Assigned task →
A verbatim copy of every entry is required. Produce it now.

Material for this exercise →
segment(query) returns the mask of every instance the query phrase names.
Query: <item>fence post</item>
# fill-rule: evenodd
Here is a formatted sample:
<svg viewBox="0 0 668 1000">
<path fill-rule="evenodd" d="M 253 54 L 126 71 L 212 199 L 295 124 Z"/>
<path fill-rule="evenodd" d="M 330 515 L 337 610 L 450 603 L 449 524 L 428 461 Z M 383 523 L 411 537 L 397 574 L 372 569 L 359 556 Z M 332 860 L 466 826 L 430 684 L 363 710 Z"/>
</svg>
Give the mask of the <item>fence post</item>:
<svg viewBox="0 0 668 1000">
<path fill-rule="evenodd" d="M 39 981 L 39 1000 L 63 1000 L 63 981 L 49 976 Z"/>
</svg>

Your solution →
segment(query) returns the mask of every instance the query phrase names.
Query: <item>fence post</item>
# fill-rule: evenodd
Here is a formatted sample:
<svg viewBox="0 0 668 1000">
<path fill-rule="evenodd" d="M 253 54 L 126 71 L 212 199 L 295 124 Z"/>
<path fill-rule="evenodd" d="M 330 515 L 337 610 L 450 603 L 449 524 L 428 461 Z M 383 523 L 411 537 L 397 574 L 372 569 L 359 556 Z M 332 860 L 466 826 L 430 684 L 363 710 Z"/>
</svg>
Give the mask of the <item>fence post</item>:
<svg viewBox="0 0 668 1000">
<path fill-rule="evenodd" d="M 39 981 L 39 1000 L 63 1000 L 63 981 L 49 976 Z"/>
</svg>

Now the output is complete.